Ordinanza di Cassazione Penale Sez. 3 Num. 28357 Anno 2025
Penale Ord. Sez. 3 Num. 28357 Anno 2025
Presidente: COGNOME NOME
Relatore: NOME COGNOME
Data Udienza: 29/05/2025
SENTENZA
sul ricorso proposto da RAGIONE_SOCIALE, terza estranea nel procedimento a carico di COGNOME NOME, nato a Parma il 16-11-1962, avverso l ‘ordinanza del 23-01-2025 della Corte di appello di Bologna; visti gli atti, il provvedimento impugnato e il ricorso; udita la relazione svolta dal consigliere NOME COGNOME lette le conclusioni rassegnate dal Pubblico Ministero, in persona del Sostituto Procuratore generale, dott.ssa NOME COGNOME che ha concluso per il rigetto del ricorso.
RITENUTO IN FATTO
1. La società RAGIONE_SOCIALE, in persona del legale rappresentante NOME COGNOME tramite il suo difensore di fiducia e procuratore speciale, ha proposto ricorso per cassazione avverso il provvedimento del 23 gennaio 2025, con il quale la Corte di appello di Bologna, quale giudice dell’esecuzione, ha rigettato l’istanza della predetta società, finalizzata a ottenere l’annullamento del provvedimento del 17 settembre 2024, con il quale la Procura generale presso la Corte di appello di Bologna, in esecuzione della sentenza di condanna resa nei confronti di NOME COGNOME dal Tribunale di Bologna il 14 aprile 2023, irrevocabile il 20 giugno 2024, ha disposto la confisca delle somme rinvenute su due conti correnti intestati a NOME COGNOME, padre di NOME COGNOME, deceduto nel febbraio 2017, e di un immobile di 98 mq. ubicato in Parma.

*Esercizio assegnato 1*:
Trascrivi dall'ordinanza della Cassazione il passo che va da "Ordinanza di Cassazione" a "rigetto del ricorso.".
*Esercizio assegnato 2*:
Scrivi come prosegue l'ordinanza della Cassazione dopo l'ultima frase riportata.

*Dati grezzi*:

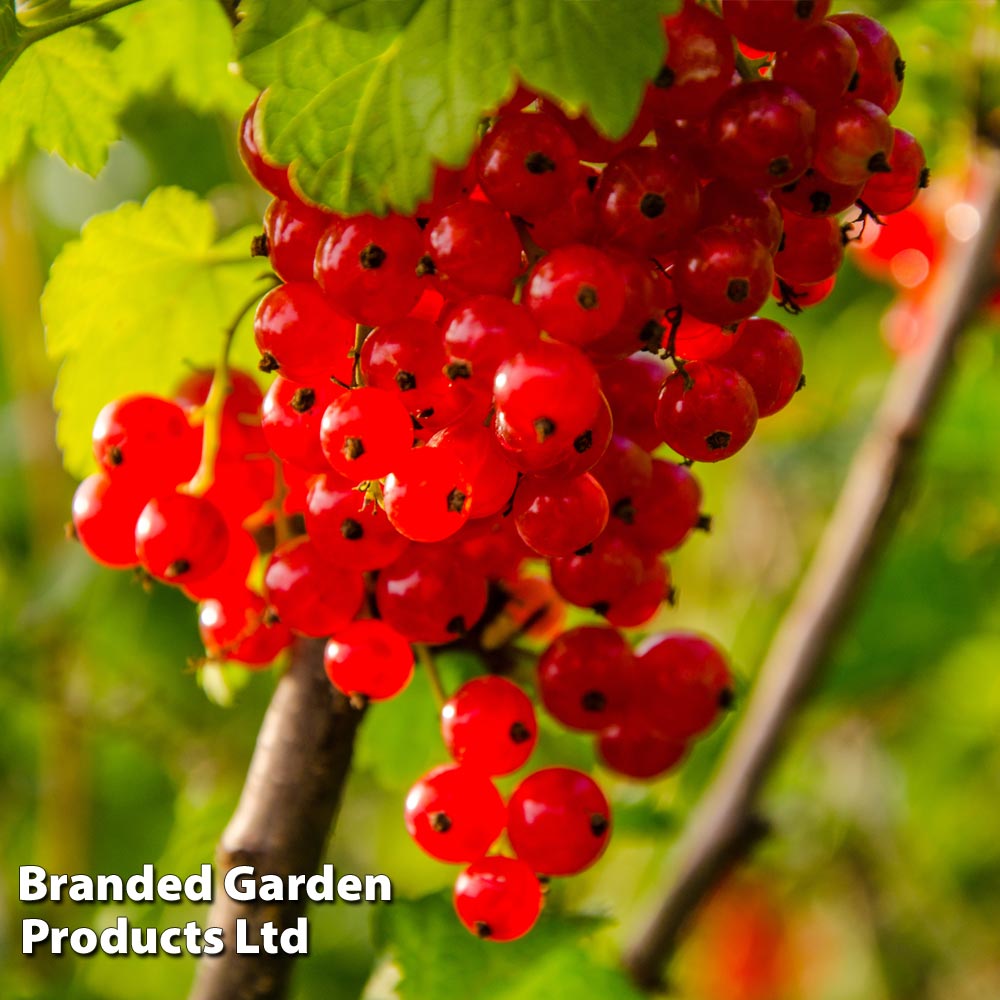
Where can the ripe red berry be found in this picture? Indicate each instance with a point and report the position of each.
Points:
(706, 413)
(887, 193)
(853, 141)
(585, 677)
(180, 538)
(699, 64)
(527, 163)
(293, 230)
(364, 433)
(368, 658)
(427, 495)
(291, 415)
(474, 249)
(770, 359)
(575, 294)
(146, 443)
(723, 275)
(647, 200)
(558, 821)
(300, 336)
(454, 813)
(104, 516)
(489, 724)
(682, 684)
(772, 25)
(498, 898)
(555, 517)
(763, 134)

*Risposta scritta 1*:
Ordinanza di Cassazione Penale Sez. 3 Num. 28357 Anno 2025
Penale Ord. Sez. 3 Num. 28357 Anno 2025
Presidente: COGNOME NOME
Relatore: NOME COGNOME
Data Udienza: 29/05/2025
SENTENZA
sul ricorso proposto da RAGIONE_SOCIALE, terza estranea nel procedimento a carico di COGNOME NOME, nato a Parma il 16-11-1962, avverso l ‘ordinanza del 23-01-2025 della Corte di appello di Bologna; visti gli atti, il provvedimento impugnato e il ricorso; udita la relazione svolta dal consigliere NOME COGNOME lette le conclusioni rassegnate dal Pubblico Ministero, in persona del Sostituto Procuratore generale, dott.ssa NOME COGNOME che ha concluso per il rigetto del ricorso.

*Risposta scritta 2*:
2. Il ricorso è affidato a due motivi esposti congiuntamente, con i quali la difesa deduce la violazione dell’art. 12 bis del d. lgs. n. 74 del 2000 e 322 bis cod. pen. e il vizio di motivazione del provvedimento gravato; si premette al riguardo che la sentenza di primo grado aveva disposto la confisca nei confronti della società RAGIONE_SOCIALE e non dell’imputato persona fisica NOME COGNOME e si osserva che i giudici di appello non hanno chiarito la nozione di profitto dei reati per i quali vi è stata condanna. A ciò si aggiunge che sarebbe stato necessario verificare la disponibilità, in capo alla RAGIONE_SOCIALE, di quanto confiscato in via diretta alla stessa; peraltro, precisa la difesa, ammesso e non concesso che la confisca eseguita nei confronti dell’imputato (e per esso della Valserena, persona giuridica attraverso cui si assume che l’imputato abbia la disponibilità dei beni su cui la confisca è stata eseguita) sia da considerare diretta, non è stato affrontato il tema dell’assenza di vincolo di derivazione dai reati per cui è intervenuta condanna, né è stata fornita alcuna motivazione rispetto alla mancata preventiva escussione della RAGIONE_SOCIALE.lRAGIONE_SOCIALE Rispetto poi ai beni attinti dalla misura ablatoria, si evidenzi a, quanto all’immobile, che la mera detenzione di fatto dello stesso non può essere classificata come disponibilità uti dominus , occorrendo a tal fine l’intestazione formale e pubblica del bene, mentre, quanto al testamento del de cuius NOME COGNOME si obietta che la pubblicazione tardiva dell’atto testamentario è irrilevante, trattandosi della formalizzazione di un atto dovuto, che priva definitivamente della disponibilità dei beni fino a quel momento oggetto di fruizione da parte di NOME COGNOME.
CONSIDERATO IN DIRITTO
Deve in primo luogo rilevarsi che l’istanza di trattazione orale proposta dalla difesa della società ricorrente è stata doverosamente disattesa, procedendosi con rito camerale non partecipato ex art. 611, comma 1, cod. proc. pen.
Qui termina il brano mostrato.